Show every line of the records below that contains the word "cloud". Matching is case-sensitive.
— start —
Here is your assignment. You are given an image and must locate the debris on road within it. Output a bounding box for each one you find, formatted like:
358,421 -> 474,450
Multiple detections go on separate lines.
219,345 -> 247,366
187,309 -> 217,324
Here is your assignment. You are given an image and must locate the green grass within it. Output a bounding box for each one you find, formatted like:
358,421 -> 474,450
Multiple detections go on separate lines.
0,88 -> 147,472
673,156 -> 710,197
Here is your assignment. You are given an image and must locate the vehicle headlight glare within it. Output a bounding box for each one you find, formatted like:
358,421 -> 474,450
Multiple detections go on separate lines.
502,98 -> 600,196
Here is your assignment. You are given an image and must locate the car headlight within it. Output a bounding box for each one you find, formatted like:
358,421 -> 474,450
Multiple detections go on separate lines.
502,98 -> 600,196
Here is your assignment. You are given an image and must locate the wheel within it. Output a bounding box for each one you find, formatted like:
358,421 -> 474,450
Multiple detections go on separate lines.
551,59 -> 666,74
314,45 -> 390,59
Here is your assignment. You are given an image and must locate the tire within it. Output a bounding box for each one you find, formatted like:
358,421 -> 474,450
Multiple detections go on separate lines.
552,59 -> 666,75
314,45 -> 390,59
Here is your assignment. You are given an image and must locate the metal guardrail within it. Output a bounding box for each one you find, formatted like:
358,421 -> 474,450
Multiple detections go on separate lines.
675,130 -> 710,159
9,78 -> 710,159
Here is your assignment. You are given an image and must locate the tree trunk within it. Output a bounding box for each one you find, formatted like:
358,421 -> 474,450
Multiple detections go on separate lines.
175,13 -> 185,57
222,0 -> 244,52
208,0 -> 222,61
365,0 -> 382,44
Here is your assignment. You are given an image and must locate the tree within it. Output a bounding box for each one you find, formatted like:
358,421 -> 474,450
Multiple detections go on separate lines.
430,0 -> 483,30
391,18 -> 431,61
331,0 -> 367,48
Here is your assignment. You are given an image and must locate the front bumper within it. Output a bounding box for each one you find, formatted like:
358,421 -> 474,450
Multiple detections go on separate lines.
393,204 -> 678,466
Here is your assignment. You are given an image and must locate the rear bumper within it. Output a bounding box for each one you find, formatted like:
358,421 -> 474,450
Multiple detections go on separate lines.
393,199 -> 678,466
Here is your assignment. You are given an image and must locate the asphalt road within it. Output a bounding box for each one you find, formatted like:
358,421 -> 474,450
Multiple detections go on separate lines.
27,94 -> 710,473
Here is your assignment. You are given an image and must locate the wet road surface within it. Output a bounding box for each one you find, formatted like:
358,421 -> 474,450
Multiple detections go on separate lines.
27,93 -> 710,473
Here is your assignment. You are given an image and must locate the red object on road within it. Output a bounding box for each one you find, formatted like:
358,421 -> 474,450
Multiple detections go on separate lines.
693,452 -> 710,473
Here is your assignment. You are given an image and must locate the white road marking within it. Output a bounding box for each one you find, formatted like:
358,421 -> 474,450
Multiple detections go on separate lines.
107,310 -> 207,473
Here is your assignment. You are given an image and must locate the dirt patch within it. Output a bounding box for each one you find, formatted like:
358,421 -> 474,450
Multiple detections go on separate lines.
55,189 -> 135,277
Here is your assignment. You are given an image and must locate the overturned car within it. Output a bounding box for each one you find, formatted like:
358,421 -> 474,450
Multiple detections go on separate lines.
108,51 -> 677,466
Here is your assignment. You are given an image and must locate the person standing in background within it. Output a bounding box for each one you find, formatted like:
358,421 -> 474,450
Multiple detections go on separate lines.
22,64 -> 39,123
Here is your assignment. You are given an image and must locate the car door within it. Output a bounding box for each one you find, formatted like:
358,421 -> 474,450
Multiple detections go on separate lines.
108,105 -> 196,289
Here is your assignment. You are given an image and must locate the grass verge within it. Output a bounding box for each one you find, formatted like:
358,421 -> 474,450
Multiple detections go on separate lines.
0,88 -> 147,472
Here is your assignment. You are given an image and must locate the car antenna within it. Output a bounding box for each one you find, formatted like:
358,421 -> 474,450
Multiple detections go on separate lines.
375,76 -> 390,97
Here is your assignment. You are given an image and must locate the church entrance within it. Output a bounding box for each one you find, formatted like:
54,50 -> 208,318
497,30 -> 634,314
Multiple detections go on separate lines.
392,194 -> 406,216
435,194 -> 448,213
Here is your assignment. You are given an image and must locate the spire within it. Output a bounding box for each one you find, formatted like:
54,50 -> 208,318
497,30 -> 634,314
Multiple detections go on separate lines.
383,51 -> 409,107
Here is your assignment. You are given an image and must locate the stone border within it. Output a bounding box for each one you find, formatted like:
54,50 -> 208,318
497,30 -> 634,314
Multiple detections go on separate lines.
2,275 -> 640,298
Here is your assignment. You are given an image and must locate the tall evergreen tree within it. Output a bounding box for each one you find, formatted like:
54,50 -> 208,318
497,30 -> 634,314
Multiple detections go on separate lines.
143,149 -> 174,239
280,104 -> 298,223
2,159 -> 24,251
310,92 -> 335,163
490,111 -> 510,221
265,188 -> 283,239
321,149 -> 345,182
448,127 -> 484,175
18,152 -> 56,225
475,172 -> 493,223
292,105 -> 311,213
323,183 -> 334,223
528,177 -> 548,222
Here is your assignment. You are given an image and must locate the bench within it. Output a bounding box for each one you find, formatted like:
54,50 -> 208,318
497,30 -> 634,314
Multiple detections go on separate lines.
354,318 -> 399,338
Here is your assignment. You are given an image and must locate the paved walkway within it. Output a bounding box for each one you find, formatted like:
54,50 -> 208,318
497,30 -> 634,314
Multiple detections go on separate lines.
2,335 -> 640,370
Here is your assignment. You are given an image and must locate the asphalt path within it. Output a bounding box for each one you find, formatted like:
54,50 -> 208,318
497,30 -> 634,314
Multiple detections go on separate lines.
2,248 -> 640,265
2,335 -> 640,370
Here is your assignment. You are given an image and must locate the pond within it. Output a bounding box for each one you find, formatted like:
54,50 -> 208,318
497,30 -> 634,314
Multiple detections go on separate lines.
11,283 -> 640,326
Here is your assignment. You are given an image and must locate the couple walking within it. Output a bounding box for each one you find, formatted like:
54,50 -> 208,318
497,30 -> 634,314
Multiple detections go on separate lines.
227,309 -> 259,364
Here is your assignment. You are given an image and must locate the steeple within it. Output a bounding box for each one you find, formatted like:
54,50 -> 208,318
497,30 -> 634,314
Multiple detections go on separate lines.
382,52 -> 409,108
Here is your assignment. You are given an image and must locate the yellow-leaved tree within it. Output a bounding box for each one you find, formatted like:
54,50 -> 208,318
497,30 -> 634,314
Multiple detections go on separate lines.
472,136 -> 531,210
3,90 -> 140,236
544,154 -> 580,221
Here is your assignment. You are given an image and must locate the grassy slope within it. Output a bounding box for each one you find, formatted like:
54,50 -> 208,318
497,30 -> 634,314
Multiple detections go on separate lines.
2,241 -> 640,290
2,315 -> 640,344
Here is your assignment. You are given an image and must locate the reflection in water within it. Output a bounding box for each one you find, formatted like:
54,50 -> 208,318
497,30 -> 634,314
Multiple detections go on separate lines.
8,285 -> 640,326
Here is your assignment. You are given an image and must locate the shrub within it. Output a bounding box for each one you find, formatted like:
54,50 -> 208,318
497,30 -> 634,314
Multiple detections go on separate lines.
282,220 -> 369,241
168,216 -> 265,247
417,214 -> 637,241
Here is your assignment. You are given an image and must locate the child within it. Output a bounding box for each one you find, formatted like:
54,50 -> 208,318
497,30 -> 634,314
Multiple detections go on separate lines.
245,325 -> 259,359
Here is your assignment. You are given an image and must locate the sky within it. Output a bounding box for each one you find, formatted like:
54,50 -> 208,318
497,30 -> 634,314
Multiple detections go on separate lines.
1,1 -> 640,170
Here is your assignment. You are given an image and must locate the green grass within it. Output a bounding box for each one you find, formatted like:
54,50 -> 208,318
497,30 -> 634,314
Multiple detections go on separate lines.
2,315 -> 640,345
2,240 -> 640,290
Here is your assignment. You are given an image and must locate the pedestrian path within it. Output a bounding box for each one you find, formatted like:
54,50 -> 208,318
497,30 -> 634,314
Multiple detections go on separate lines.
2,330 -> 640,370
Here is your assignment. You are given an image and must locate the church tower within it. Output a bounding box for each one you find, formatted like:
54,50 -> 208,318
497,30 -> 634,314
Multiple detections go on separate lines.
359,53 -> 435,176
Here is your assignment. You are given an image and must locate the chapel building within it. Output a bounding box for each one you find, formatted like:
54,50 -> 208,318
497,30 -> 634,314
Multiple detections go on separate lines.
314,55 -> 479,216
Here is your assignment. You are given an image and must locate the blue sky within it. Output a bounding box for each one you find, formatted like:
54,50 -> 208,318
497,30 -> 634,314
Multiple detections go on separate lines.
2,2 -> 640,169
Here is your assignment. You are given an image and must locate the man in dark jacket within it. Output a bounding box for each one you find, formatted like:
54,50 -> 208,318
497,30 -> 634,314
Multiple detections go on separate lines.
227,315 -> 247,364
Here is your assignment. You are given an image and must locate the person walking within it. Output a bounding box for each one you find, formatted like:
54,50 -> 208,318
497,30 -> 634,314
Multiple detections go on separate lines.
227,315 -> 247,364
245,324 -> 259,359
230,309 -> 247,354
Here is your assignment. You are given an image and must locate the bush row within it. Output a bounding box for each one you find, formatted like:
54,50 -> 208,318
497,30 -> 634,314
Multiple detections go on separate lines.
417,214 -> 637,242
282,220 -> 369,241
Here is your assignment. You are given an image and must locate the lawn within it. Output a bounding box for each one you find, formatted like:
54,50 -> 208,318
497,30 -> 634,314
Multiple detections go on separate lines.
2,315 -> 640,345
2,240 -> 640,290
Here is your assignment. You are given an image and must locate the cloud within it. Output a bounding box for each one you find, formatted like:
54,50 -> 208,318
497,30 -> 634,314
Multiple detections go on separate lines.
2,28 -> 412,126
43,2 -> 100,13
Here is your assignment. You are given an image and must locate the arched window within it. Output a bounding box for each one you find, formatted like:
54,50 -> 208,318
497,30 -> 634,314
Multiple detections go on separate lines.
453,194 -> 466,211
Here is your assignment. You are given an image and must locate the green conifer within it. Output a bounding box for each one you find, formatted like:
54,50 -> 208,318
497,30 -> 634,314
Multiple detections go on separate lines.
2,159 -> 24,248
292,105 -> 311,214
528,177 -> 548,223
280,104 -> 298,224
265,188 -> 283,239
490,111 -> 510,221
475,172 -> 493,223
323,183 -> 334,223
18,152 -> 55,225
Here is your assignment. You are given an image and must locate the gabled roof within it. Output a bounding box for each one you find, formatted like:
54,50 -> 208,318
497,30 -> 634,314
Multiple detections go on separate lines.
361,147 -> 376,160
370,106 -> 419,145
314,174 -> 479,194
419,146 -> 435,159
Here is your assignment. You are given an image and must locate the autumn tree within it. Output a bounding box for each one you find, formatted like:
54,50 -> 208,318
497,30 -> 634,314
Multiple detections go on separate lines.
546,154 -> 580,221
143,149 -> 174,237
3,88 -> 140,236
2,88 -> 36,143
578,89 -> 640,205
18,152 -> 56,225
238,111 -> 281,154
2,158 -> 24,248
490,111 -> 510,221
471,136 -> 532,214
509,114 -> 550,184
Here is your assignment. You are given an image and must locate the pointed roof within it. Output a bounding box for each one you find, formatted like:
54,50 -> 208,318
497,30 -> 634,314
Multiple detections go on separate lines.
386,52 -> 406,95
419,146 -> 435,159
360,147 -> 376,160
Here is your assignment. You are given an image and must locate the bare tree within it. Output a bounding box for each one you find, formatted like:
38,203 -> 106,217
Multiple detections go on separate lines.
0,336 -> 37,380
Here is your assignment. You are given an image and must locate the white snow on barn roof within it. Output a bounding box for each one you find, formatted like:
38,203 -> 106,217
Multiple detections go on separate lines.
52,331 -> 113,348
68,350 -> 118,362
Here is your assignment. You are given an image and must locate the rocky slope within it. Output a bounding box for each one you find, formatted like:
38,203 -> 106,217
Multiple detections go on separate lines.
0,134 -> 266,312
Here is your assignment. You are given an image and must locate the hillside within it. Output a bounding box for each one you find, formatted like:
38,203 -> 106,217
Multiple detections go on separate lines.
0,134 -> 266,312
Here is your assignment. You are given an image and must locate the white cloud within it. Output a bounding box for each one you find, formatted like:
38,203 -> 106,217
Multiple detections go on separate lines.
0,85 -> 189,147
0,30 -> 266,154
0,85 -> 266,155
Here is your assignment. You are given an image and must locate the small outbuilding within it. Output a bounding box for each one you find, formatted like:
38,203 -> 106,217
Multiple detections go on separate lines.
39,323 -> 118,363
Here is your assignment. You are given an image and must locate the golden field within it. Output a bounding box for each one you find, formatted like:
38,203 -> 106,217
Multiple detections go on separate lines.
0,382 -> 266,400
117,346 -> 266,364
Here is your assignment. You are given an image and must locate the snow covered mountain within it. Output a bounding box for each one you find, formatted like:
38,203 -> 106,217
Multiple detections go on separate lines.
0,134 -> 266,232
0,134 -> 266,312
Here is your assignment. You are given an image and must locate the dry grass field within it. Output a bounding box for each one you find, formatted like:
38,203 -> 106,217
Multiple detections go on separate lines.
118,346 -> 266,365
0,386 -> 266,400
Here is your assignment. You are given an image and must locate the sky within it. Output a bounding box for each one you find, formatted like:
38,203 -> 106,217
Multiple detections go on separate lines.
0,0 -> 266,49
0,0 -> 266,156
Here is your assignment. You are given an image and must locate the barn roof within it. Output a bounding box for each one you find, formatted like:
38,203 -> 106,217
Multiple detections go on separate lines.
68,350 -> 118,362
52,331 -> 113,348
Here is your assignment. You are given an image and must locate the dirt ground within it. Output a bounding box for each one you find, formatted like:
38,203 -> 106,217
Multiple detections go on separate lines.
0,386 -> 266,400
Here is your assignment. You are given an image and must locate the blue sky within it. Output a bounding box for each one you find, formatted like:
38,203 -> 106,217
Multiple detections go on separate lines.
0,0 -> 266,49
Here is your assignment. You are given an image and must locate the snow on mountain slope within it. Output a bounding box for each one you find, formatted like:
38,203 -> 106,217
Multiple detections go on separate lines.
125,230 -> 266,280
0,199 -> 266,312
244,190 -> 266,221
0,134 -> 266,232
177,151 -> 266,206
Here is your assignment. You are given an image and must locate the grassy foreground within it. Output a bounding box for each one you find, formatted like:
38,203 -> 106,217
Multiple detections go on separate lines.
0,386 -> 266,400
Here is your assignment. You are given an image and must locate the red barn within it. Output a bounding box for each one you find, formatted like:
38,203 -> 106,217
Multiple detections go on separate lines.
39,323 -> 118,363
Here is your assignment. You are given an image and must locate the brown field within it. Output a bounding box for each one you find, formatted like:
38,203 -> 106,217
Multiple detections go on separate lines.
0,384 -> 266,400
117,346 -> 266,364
— end —
(Solution to this exercise):
Here is your assignment. You are given an image and must locate the cloud within it. Output a bounding box for each one you find, formatted like:
Here is your assignment. You are given an image and must locate the white cloud within it. Output a bounding box for each one you find, formatted like:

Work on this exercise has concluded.